Segment Open

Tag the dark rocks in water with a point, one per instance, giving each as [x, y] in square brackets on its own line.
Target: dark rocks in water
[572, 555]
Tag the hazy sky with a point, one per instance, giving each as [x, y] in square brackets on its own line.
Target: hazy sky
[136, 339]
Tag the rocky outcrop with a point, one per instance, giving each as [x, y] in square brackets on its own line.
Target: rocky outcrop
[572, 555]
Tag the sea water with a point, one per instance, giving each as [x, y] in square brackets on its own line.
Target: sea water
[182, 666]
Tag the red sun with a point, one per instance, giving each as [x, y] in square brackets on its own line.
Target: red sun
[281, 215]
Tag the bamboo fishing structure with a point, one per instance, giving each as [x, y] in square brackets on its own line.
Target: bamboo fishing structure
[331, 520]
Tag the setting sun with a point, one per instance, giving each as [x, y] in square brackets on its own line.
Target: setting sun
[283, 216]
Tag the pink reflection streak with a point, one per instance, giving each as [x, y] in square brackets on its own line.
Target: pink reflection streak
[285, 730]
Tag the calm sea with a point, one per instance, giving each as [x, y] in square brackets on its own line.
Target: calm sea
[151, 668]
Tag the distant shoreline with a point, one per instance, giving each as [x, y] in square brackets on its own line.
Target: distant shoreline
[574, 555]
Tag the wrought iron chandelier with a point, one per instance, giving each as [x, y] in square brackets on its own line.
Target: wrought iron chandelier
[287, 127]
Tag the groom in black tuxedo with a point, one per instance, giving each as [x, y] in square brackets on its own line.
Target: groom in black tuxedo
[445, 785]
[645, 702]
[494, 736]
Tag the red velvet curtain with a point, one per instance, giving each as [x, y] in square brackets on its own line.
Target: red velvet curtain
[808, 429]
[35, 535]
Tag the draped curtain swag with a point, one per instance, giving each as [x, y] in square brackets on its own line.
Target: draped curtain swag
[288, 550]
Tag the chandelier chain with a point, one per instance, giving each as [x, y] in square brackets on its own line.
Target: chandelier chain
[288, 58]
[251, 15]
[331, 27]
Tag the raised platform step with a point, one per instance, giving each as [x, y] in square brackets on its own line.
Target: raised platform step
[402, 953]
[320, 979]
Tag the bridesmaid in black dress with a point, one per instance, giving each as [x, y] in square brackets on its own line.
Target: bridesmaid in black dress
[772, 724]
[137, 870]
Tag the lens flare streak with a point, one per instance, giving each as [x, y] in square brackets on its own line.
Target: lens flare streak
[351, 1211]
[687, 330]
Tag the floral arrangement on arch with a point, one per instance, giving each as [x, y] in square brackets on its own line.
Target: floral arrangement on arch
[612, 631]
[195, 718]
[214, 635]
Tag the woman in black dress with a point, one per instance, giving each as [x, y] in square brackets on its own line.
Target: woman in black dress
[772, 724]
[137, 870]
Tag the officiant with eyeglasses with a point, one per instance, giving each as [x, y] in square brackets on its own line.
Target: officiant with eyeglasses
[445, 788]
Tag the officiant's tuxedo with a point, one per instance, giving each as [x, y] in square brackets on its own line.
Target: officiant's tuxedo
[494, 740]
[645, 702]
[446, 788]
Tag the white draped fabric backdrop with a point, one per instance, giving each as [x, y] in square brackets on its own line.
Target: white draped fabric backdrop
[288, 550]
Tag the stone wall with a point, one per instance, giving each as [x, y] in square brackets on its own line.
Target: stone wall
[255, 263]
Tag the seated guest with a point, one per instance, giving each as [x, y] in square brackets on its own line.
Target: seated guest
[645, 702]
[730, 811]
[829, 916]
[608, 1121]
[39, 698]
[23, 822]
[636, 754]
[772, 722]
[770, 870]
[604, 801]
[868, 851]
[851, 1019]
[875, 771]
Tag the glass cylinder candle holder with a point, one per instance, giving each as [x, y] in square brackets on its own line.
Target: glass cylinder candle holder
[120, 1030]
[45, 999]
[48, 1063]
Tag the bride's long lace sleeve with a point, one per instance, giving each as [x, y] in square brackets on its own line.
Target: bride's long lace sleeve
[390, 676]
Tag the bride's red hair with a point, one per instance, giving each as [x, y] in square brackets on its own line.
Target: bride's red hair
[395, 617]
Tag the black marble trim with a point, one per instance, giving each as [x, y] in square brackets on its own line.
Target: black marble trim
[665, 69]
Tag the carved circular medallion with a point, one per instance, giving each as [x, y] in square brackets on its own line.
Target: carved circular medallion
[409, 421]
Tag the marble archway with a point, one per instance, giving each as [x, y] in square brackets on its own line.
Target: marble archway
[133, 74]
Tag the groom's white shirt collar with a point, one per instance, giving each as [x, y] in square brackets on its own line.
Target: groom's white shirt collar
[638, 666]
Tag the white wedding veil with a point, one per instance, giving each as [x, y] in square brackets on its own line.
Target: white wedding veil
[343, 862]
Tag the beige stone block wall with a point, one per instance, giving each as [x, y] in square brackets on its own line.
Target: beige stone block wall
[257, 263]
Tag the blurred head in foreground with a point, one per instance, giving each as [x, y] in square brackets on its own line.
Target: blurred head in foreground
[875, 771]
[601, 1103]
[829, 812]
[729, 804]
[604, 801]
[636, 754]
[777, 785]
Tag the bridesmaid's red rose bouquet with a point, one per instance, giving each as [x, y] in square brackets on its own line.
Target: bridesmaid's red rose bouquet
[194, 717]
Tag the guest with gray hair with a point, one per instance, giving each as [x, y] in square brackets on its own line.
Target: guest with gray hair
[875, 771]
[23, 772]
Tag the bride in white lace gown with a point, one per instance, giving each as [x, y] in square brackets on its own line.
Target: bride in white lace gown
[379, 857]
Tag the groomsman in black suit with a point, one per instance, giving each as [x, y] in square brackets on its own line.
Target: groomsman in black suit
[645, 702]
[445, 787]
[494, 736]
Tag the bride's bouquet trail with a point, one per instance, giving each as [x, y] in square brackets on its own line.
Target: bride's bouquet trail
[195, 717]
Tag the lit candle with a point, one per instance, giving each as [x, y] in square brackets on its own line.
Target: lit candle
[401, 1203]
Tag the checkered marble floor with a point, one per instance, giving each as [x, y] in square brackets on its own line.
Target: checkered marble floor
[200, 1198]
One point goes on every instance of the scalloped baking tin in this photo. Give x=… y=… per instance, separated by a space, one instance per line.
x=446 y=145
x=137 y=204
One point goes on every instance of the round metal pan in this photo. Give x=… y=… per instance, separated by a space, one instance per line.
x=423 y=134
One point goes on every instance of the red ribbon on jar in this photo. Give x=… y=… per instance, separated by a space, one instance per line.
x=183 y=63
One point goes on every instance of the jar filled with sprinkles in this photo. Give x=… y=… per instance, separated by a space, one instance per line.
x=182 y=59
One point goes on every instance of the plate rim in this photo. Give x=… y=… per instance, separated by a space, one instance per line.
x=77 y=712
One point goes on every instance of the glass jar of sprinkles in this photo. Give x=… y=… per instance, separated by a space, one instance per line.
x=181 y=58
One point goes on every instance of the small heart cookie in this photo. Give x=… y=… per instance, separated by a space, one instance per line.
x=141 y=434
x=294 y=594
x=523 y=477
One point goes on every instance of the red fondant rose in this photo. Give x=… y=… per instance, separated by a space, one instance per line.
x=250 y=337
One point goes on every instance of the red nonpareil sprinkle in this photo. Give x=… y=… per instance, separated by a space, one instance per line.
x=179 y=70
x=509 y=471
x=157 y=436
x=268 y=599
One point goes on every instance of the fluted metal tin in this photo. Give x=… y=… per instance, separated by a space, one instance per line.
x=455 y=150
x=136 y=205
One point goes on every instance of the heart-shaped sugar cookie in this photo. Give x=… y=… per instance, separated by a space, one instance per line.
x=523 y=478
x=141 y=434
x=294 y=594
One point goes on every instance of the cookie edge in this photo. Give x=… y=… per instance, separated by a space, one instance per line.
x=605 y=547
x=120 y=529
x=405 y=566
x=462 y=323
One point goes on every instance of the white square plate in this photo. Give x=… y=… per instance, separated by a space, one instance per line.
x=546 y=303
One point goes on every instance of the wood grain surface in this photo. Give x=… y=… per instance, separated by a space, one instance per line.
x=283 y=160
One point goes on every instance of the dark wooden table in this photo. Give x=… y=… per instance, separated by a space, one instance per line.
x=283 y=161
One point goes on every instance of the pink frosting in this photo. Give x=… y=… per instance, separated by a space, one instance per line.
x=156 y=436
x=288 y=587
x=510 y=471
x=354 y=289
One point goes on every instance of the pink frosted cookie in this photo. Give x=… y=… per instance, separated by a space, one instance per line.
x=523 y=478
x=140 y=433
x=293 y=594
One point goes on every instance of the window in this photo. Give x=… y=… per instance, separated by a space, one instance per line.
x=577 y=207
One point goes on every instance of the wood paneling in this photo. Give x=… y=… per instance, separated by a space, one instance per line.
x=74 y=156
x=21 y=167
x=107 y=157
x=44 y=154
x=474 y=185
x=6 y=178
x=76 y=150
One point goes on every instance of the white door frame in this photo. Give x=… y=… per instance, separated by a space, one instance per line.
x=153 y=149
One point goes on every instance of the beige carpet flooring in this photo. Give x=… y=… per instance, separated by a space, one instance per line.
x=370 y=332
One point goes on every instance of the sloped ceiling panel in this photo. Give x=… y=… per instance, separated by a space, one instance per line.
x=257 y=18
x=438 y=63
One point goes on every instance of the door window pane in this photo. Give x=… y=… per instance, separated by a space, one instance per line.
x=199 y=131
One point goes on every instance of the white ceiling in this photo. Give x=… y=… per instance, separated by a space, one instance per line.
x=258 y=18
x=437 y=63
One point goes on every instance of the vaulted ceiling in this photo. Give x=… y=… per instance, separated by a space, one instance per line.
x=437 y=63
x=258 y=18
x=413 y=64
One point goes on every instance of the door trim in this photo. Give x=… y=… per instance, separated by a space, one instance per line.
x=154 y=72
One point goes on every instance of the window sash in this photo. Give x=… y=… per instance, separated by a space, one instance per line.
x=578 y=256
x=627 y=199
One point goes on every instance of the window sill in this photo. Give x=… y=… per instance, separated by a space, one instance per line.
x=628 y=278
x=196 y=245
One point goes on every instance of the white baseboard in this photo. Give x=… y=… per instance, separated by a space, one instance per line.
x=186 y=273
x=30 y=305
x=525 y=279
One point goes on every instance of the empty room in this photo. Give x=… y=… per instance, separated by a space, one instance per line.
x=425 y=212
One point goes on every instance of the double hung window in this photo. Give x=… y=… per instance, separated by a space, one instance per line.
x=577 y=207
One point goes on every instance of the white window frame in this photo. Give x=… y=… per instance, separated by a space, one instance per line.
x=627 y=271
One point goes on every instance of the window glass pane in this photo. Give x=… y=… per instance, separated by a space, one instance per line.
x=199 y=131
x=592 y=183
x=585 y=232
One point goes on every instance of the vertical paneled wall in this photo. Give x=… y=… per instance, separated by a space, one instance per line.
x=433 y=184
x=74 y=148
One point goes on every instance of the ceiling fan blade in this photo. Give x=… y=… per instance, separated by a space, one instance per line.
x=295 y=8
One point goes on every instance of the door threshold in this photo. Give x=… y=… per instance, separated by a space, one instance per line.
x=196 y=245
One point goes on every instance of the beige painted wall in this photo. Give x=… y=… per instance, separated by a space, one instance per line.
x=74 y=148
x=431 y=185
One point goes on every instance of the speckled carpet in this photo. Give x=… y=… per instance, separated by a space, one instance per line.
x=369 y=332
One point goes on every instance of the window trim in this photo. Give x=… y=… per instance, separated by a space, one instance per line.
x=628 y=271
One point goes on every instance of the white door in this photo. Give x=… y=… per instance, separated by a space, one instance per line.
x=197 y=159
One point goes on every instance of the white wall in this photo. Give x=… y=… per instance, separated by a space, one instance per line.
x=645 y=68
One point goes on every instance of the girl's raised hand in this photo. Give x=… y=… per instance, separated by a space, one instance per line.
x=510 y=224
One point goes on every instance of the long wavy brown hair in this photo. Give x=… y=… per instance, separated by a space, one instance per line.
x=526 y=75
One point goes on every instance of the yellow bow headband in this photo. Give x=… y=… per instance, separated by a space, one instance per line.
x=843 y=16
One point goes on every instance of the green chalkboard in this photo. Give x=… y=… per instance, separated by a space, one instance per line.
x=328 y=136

Segment Closed

• _TASK DESCRIPTION_:
Taking the entries above, write out exactly each line from the one holding "Target: chandelier chain" to the one holding "Tag the floral", both included, and stop there.

• _RESPONSE TO THIS EXERCISE_:
Target: chandelier chain
[288, 58]
[251, 15]
[331, 27]
Tag the raised platform step with a point, one per instance, giving each as [x, y] in square brackets on its own line.
Target: raised platform step
[402, 953]
[320, 979]
Tag the bridesmaid in black dress with a point, one per instance, giving each as [x, y] in square brackets on its own line.
Target: bridesmaid in black dress
[772, 724]
[137, 870]
Tag the lens flare streak with a point, one per instance, giving each as [x, y] in square brackets on its own line.
Target: lens flare streak
[351, 1211]
[687, 330]
Tag the floral arrangement on arch with a point, one per instance, giving each as [x, y] in square brackets on its own line.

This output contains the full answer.